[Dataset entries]

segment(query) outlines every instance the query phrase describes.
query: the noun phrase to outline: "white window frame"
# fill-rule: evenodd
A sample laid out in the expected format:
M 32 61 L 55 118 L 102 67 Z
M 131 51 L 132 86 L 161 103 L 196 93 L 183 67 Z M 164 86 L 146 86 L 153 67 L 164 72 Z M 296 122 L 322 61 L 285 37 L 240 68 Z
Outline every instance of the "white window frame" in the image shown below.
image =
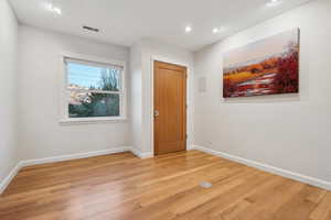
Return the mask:
M 108 65 L 108 66 L 121 66 L 121 91 L 115 91 L 113 94 L 120 95 L 120 116 L 118 117 L 90 117 L 90 118 L 70 118 L 68 116 L 68 103 L 70 96 L 67 92 L 67 73 L 66 73 L 66 59 L 76 61 L 83 64 L 95 64 L 95 65 Z M 82 54 L 63 53 L 60 55 L 60 76 L 61 76 L 61 88 L 60 88 L 60 123 L 72 124 L 72 123 L 102 123 L 102 122 L 120 122 L 127 120 L 127 89 L 126 89 L 126 62 L 105 59 L 95 56 L 87 56 Z M 92 90 L 89 90 L 92 91 Z M 97 91 L 103 92 L 103 91 Z

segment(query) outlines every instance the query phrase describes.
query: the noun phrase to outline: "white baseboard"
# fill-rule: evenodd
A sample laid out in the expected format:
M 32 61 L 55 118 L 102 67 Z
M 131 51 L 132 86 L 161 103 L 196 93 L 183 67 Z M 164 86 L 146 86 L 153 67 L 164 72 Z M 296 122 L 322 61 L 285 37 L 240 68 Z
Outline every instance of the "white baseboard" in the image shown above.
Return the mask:
M 19 170 L 21 169 L 21 163 L 18 163 L 13 169 L 9 173 L 9 175 L 0 183 L 0 195 L 4 191 L 4 189 L 8 187 L 10 182 L 17 176 Z
M 153 157 L 153 154 L 151 152 L 141 153 L 140 151 L 138 151 L 137 148 L 134 148 L 134 147 L 130 151 L 132 152 L 132 154 L 135 154 L 139 158 L 150 158 L 150 157 Z
M 25 167 L 25 166 L 32 166 L 32 165 L 39 165 L 39 164 L 64 162 L 64 161 L 72 161 L 72 160 L 77 160 L 77 158 L 87 158 L 87 157 L 93 157 L 93 156 L 102 156 L 102 155 L 107 155 L 107 154 L 129 152 L 130 150 L 131 150 L 131 147 L 109 148 L 109 150 L 87 152 L 87 153 L 67 154 L 67 155 L 46 157 L 46 158 L 28 160 L 28 161 L 22 161 L 20 163 L 21 163 L 21 167 Z
M 265 172 L 277 174 L 277 175 L 284 176 L 286 178 L 295 179 L 295 180 L 298 180 L 298 182 L 302 182 L 305 184 L 309 184 L 309 185 L 312 185 L 312 186 L 324 188 L 327 190 L 331 190 L 331 183 L 327 182 L 327 180 L 322 180 L 322 179 L 306 176 L 306 175 L 302 175 L 302 174 L 293 173 L 293 172 L 286 170 L 286 169 L 282 169 L 282 168 L 277 168 L 275 166 L 270 166 L 270 165 L 263 164 L 263 163 L 259 163 L 259 162 L 242 158 L 242 157 L 234 156 L 234 155 L 231 155 L 231 154 L 227 154 L 227 153 L 213 151 L 213 150 L 210 150 L 210 148 L 206 148 L 206 147 L 203 147 L 203 146 L 199 146 L 199 145 L 192 145 L 192 146 L 190 146 L 190 148 L 191 150 L 200 150 L 202 152 L 213 154 L 215 156 L 220 156 L 220 157 L 223 157 L 223 158 L 227 158 L 229 161 L 234 161 L 234 162 L 237 162 L 237 163 L 241 163 L 241 164 L 245 164 L 247 166 L 255 167 L 255 168 L 258 168 L 258 169 L 261 169 L 261 170 L 265 170 Z

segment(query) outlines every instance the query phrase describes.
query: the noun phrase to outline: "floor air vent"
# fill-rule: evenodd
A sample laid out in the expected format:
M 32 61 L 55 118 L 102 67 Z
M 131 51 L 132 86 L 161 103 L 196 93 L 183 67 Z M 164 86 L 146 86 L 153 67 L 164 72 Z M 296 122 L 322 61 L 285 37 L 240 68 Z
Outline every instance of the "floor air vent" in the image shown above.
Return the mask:
M 211 183 L 209 183 L 209 182 L 201 182 L 200 186 L 202 188 L 211 188 L 213 185 Z

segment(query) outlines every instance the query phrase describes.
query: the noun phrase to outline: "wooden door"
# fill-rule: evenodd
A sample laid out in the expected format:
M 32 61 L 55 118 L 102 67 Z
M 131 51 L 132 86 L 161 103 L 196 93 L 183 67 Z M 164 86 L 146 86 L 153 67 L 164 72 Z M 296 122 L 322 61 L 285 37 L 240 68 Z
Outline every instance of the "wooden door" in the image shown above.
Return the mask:
M 154 154 L 186 150 L 186 68 L 154 62 Z

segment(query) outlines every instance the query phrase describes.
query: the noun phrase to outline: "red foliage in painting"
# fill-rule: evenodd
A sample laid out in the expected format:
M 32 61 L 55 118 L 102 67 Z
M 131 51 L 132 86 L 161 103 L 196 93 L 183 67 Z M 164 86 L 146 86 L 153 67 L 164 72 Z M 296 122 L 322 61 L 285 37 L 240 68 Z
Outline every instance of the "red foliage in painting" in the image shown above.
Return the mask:
M 282 54 L 225 72 L 223 96 L 248 97 L 299 91 L 299 45 Z
M 290 53 L 278 59 L 278 73 L 274 80 L 277 94 L 299 91 L 299 53 L 292 48 Z

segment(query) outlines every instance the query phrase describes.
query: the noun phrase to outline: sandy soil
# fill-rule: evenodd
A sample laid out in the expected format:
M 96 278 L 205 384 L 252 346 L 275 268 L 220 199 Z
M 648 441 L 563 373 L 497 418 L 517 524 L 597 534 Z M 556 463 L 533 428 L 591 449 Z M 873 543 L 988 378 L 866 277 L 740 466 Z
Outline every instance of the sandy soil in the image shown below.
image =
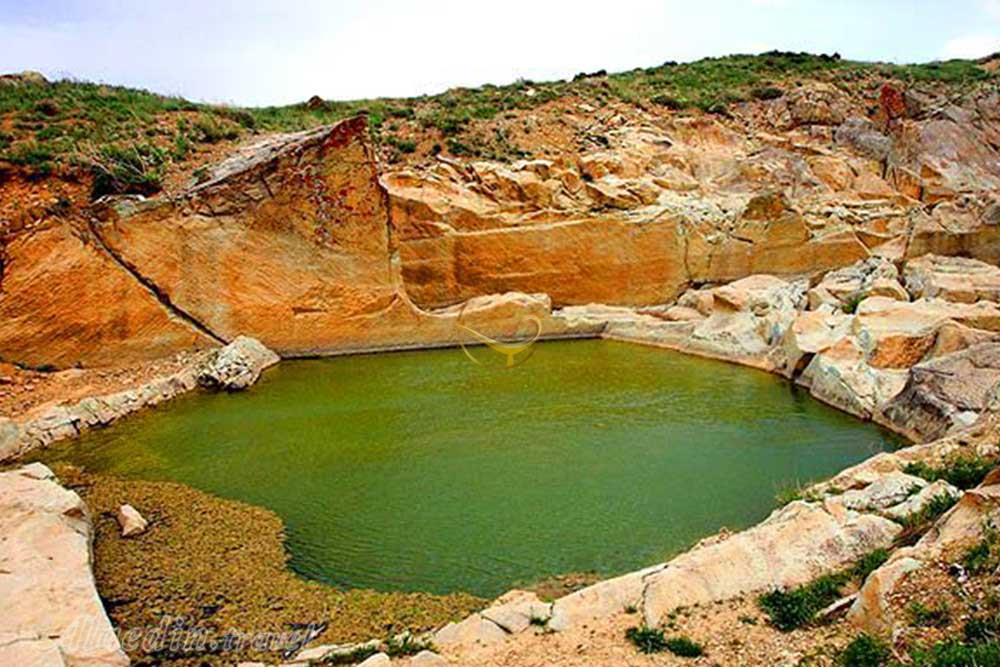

▶ [THE EXERCISE]
Put every line of the records above into a Markdown table with the columns "No." for the row number and "Text" for the line, skipping blank lines. Leave the pictures out of the table.

▶ [EXPECTED ANSWER]
| No. | Text |
|---|---|
| 1 | segment(query) outlines every instance the query phrase describes. |
| 2 | query: the noun phrase to outline: "white window frame" |
| 3 | # fill-rule: evenodd |
| 4 | A sample laid out in the expected format: |
| 5 | M 32 61 L 55 118 L 102 67 Z |
| 6 | M 131 51 L 132 86 L 161 103 L 196 93 L 183 67 Z M 164 86 L 146 86 L 153 67 L 164 72 Z M 296 122 L 322 61 L 285 37 L 240 68 Z |
| 7 | Outline every instance of the "white window frame" in the image shown below. |
| 8 | image = |
| 9 | Return the mask: |
| 10 | M 108 65 L 108 66 L 121 66 L 121 91 L 115 91 L 113 94 L 120 95 L 120 116 L 118 117 L 90 117 L 90 118 L 70 118 L 68 116 L 68 103 L 70 96 L 67 92 L 67 73 L 66 73 L 66 59 L 76 61 L 83 64 L 95 64 L 95 65 Z M 82 54 L 63 53 L 60 55 L 60 76 L 61 76 L 61 88 L 60 88 L 60 123 L 72 124 L 72 123 L 102 123 L 102 122 L 120 122 L 127 120 L 127 89 L 126 89 L 126 62 L 105 59 L 95 56 L 87 56 Z M 92 90 L 89 90 L 92 91 Z M 97 91 L 103 92 L 103 91 Z |
| 11 | segment(query) outlines every instance the query phrase describes. |
| 12 | query: the noun phrase to outline: "white baseboard" |
| 13 | # fill-rule: evenodd |
| 14 | A sample laid out in the expected format: |
| 15 | M 32 61 L 55 118 L 102 67 Z |
| 16 | M 131 51 L 132 86 L 161 103 L 196 93 L 183 67 Z M 164 86 L 146 86 L 153 67 L 164 72 Z M 296 122 L 322 61 L 285 37 L 240 68 Z |
| 17 | Outline every instance of the "white baseboard" in the image shown above. |
| 18 | Return the mask: |
| 19 | M 19 170 L 21 169 L 21 163 L 18 163 L 13 169 L 9 173 L 9 175 L 0 183 L 0 195 L 4 191 L 4 189 L 8 187 L 10 182 L 17 176 Z |
| 20 | M 153 157 L 153 154 L 151 152 L 141 153 L 140 151 L 138 151 L 137 148 L 134 148 L 134 147 L 130 151 L 132 152 L 132 154 L 135 154 L 139 158 L 150 158 L 150 157 Z |
| 21 | M 25 167 L 25 166 L 32 166 L 32 165 L 39 165 L 39 164 L 64 162 L 64 161 L 72 161 L 72 160 L 77 160 L 77 158 L 87 158 L 87 157 L 93 157 L 93 156 L 102 156 L 102 155 L 107 155 L 107 154 L 129 152 L 130 150 L 131 150 L 131 147 L 109 148 L 109 150 L 87 152 L 87 153 L 67 154 L 67 155 L 46 157 L 46 158 L 28 160 L 28 161 L 22 161 L 20 163 L 21 163 L 21 167 Z |
| 22 | M 265 172 L 277 174 L 277 175 L 284 176 L 286 178 L 295 179 L 295 180 L 298 180 L 298 182 L 302 182 L 305 184 L 309 184 L 309 185 L 312 185 L 312 186 L 324 188 L 327 190 L 331 190 L 331 183 L 327 182 L 327 180 L 322 180 L 322 179 L 306 176 L 306 175 L 302 175 L 302 174 L 293 173 L 293 172 L 286 170 L 286 169 L 282 169 L 282 168 L 277 168 L 275 166 L 270 166 L 270 165 L 263 164 L 263 163 L 259 163 L 259 162 L 242 158 L 242 157 L 234 156 L 234 155 L 231 155 L 231 154 L 227 154 L 227 153 L 213 151 L 213 150 L 210 150 L 210 148 L 206 148 L 206 147 L 203 147 L 203 146 L 199 146 L 199 145 L 192 145 L 192 146 L 190 146 L 190 148 L 191 150 L 200 150 L 202 152 L 213 154 L 215 156 L 220 156 L 220 157 L 223 157 L 223 158 L 227 158 L 229 161 L 234 161 L 234 162 L 237 162 L 237 163 L 241 163 L 241 164 L 245 164 L 247 166 L 255 167 L 255 168 L 258 168 L 258 169 L 261 169 L 261 170 L 265 170 Z |
| 23 | segment(query) outlines every instance the query phrase describes. |
| 24 | query: the noun phrase to outline: "floor air vent" |
| 25 | # fill-rule: evenodd |
| 26 | A sample laid out in the expected format: |
| 27 | M 32 61 L 55 118 L 102 67 Z |
| 28 | M 131 51 L 132 86 L 161 103 L 196 93 L 183 67 Z M 164 86 L 146 86 L 153 67 L 164 72 Z M 296 122 L 322 61 L 285 37 L 240 68 Z |
| 29 | Outline every instance of the "floor air vent" in the image shown above. |
| 30 | Return the mask: |
| 31 | M 211 183 L 209 183 L 209 182 L 201 182 L 200 186 L 202 188 L 211 188 L 213 185 Z |
| 32 | segment(query) outlines every instance the query phrase describes. |
| 33 | query: the noun phrase to outline: "wooden door" |
| 34 | # fill-rule: evenodd |
| 35 | A sample laid out in the expected format: |
| 36 | M 32 61 L 55 118 L 102 67 Z |
| 37 | M 131 51 L 132 86 L 161 103 L 196 93 L 183 67 Z M 164 86 L 146 86 L 153 67 L 164 72 Z M 296 122 L 322 61 L 285 37 L 240 68 Z |
| 38 | Outline every instance of the "wooden door" in the image shown above. |
| 39 | Return the mask: |
| 40 | M 154 154 L 186 150 L 186 68 L 154 62 Z |
| 41 | segment(query) outlines every instance the query phrase describes. |
| 42 | query: the noun phrase to outline: "red foliage in painting" |
| 43 | # fill-rule: evenodd |
| 44 | A sample laid out in the expected format: |
| 45 | M 32 61 L 55 118 L 102 67 Z |
| 46 | M 131 51 L 132 86 L 161 103 L 196 93 L 183 67 Z M 164 86 L 146 86 L 153 67 L 164 72 Z M 296 122 L 322 61 L 285 37 L 240 68 Z |
| 47 | Outline every instance of the "red foliage in painting" in the image shown above. |
| 48 | Return the mask: |
| 49 | M 282 54 L 225 72 L 223 96 L 248 97 L 299 91 L 299 45 Z |
| 50 | M 290 53 L 278 59 L 278 73 L 274 80 L 277 94 L 299 91 L 299 53 L 292 48 Z |
| 51 | segment(query) outlines every instance the query phrase describes. |
| 52 | query: the noun phrase to outline: sandy soil |
| 53 | # fill-rule: evenodd |
| 54 | A sample laid out in the expected format: |
| 55 | M 96 278 L 205 384 L 252 346 L 275 268 L 220 199 Z |
| 56 | M 648 441 L 563 373 L 497 418 L 517 524 L 597 534 Z M 556 463 L 533 428 L 591 449 Z M 873 543 L 988 378 L 866 277 L 740 466 Z |
| 57 | Outline every instance of the sandy soil in the image shown below. |
| 58 | image = |